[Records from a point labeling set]

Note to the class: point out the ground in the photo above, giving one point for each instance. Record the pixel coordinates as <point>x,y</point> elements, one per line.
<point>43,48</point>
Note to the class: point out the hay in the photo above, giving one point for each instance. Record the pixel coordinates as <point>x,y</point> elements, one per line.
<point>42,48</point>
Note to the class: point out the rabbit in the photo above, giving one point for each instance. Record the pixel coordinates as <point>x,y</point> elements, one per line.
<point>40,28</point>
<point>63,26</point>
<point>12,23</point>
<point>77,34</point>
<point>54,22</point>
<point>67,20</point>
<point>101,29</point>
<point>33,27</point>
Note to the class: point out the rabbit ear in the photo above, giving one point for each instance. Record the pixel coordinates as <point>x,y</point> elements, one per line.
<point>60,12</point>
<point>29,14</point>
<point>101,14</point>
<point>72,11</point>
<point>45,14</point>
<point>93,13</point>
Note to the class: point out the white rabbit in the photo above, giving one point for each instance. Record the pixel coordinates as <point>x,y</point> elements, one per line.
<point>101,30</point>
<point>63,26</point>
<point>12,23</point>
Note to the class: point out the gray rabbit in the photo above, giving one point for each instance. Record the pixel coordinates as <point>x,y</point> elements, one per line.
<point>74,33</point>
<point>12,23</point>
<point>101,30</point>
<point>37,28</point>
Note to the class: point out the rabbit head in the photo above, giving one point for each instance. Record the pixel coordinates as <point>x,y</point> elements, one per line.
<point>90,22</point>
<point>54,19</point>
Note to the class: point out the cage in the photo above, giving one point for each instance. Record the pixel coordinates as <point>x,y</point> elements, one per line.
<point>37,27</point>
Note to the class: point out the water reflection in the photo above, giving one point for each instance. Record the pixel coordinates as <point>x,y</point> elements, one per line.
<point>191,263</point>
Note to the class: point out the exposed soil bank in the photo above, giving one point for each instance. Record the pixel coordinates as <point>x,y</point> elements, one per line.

| Short exercise |
Render every line of the material above as a numbered list, omitting any blank lines.

| Response |
1. Note to the class: point out the ground in the photo above, giving one point for each instance. Record the pixel coordinates as <point>x,y</point> elements, one per line.
2. <point>43,48</point>
3. Note to the class: point out the hay in the photo above, giving one point for each instance. Record the pixel coordinates as <point>x,y</point> elements, one per line.
4. <point>42,48</point>
5. Note to the class: point out the rabbit in the photo above, giving one point for each instance. Record the pixel coordinates as <point>x,y</point> elements, one per line.
6. <point>40,28</point>
7. <point>63,26</point>
8. <point>12,23</point>
9. <point>77,34</point>
10. <point>54,22</point>
11. <point>67,20</point>
12. <point>101,29</point>
13. <point>33,27</point>
14. Note to the class: point out the rabbit ear in the photo above, giving one point for each instance. Record the pixel coordinates as <point>x,y</point> elements, one per line.
15. <point>60,12</point>
16. <point>29,14</point>
17. <point>101,14</point>
18. <point>72,11</point>
19. <point>45,14</point>
20. <point>93,13</point>
21. Note to the class: point out the white rabbit in the photo above, giving one point for each instance. Record the pixel coordinates as <point>x,y</point> elements, one per line.
22. <point>101,30</point>
23. <point>63,26</point>
24. <point>12,23</point>
25. Note to the class: point out the gray rabbit in the photo above, giving one point for each instance. Record the pixel coordinates as <point>x,y</point> elements, one per line.
26. <point>74,33</point>
27. <point>12,23</point>
28. <point>101,30</point>
29. <point>37,28</point>
30. Note to the class: point out the rabbit head in the photo above, giving one point for each instance. Record the pixel coordinates as <point>x,y</point> elements, one per line.
31. <point>90,22</point>
32. <point>54,19</point>
33. Note to the class: point out the cage in the photo above, giving one point for each instance. Record the pixel coordinates as <point>x,y</point> elements, one per line.
34. <point>37,27</point>
35. Note to the class: point out the water reflection in the photo above, giving one point for each instance. Record the pixel coordinates as <point>x,y</point> elements, one per line.
36. <point>191,263</point>
37. Note to the class: point out the exposed soil bank in the photo above, giving one point for each instance. Record the pixel coordinates as <point>x,y</point> elements, one per line.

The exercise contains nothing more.